In conversation with Bath based artist Maxim Jones.
Can you talk about your journey into or interest the arts?
I grew up in a design orientated home, my father was an architect, and at times also painted. It was a grounding. I hadn’t considered a career as an artist until a teacher made a chance remark about my use of colour. Art became my focus. Art school a revelation.
Do you use a sketchbook? I’m interested in what a sketchbook means to you and your work?, or how people develop their ideas.
I tend not to use a sketchbook in any traditional way. I collect ideas through photography, images of paintings in progress, through conversation, noting particular poems, lines from songs or novels that resonate. The throughline would be “what’s happening right now”, the life events and emotional states of being important to me at the time of working.
Your work is very expressive and ‘raw’. Can you talk about what you are exploring through it?
Being present with oneself in action is the closest I can get to describing how I experience working. What happens within us while we’re creating. Curiosity remains critical, an inner dialogue with what’s being made. Some visual finessing is involved, those things that may have felt like mistakes left, the moments that hit the mark always a wonderful surprise. The result is the trace of the process, in some sense an arrival, the moment the viewer is free to enter their own unique experience with what is seen.

(Record excerpts)
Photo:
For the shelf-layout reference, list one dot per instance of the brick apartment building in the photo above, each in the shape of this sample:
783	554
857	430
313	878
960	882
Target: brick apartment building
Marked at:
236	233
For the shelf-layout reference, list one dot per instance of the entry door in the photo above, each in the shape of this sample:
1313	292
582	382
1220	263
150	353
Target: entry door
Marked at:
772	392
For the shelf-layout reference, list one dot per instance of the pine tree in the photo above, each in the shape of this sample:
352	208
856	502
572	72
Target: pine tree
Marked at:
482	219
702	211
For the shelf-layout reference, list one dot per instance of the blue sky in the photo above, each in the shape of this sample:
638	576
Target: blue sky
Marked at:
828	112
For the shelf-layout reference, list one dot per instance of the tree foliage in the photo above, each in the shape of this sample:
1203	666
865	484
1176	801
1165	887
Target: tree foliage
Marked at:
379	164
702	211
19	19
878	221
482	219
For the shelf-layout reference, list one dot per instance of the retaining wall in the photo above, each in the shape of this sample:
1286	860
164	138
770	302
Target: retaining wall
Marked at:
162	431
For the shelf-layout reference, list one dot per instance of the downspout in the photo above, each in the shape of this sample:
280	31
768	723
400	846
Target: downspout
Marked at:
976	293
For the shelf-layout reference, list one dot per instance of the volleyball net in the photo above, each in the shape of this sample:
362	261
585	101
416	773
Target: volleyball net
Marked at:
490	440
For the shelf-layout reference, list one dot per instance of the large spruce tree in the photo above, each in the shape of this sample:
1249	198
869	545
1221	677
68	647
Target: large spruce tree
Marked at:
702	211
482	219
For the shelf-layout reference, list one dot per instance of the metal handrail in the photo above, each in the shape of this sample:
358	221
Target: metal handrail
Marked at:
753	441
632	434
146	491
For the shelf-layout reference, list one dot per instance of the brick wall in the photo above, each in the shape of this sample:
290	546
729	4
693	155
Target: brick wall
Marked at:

(Activity A) Repeat the Maxim Jones interview between "In conversation with" and "school a revelation.", inclusive, swapping "architect" for "engineer".
(Activity B) Answer yes or no for each statement about the Maxim Jones interview, and quote the words that decide it: (i) The artist's father was an architect. (ii) The artist keeps a sketchbook in the traditional way. (iii) A teacher's remark about the artist's use of color came before any thought of an art career.
(Activity C) Extend the interview with Maxim Jones past its last answer.

(Response area A)
In conversation with Bath based artist Maxim Jones.
Can you talk about your journey into or interest the arts?
I grew up in a design orientated home, my father was an engineer, and at times also painted. It was a grounding. I hadn’t considered a career as an artist until a teacher made a chance remark about my use of colour. Art became my focus. Art school a revelation.

(Response area B)
(i) Yes: "my father was an architect"
(ii) No: "I tend not to use a sketchbook in any traditional way."
(iii) Yes: "I hadn’t considered a career as an artist until a teacher made a chance remark about my use of colour."

(Response area C)
Can you talk about your process of working. How do you work, how often, is there a particular pattern?
I live with paintings, photographs, finished and unfinished, and at the moment combine these to make composites in digital format. Something will stand out as a base point, and then there is a non-linear working that moves back and forth. Most days, there is a moment that grabs, and this is the moment to do it.
Do you find the process of creating work relaxing or therapeutic? I’ve become increasingly interested in the relationship of the sketchbook and the work to the artist.
I guess we all have times we may be deeply troubled, or happy, or somewhere in between. Working is less catharsis than an acceptance of this, that all these and more may be true, may coexist, and I love the paradox this involves. Working is being alive to these things, their sense and texture, their synchronicity, and for me is best described as a state of grace.
Beautiful work… deep, passionate and smart ?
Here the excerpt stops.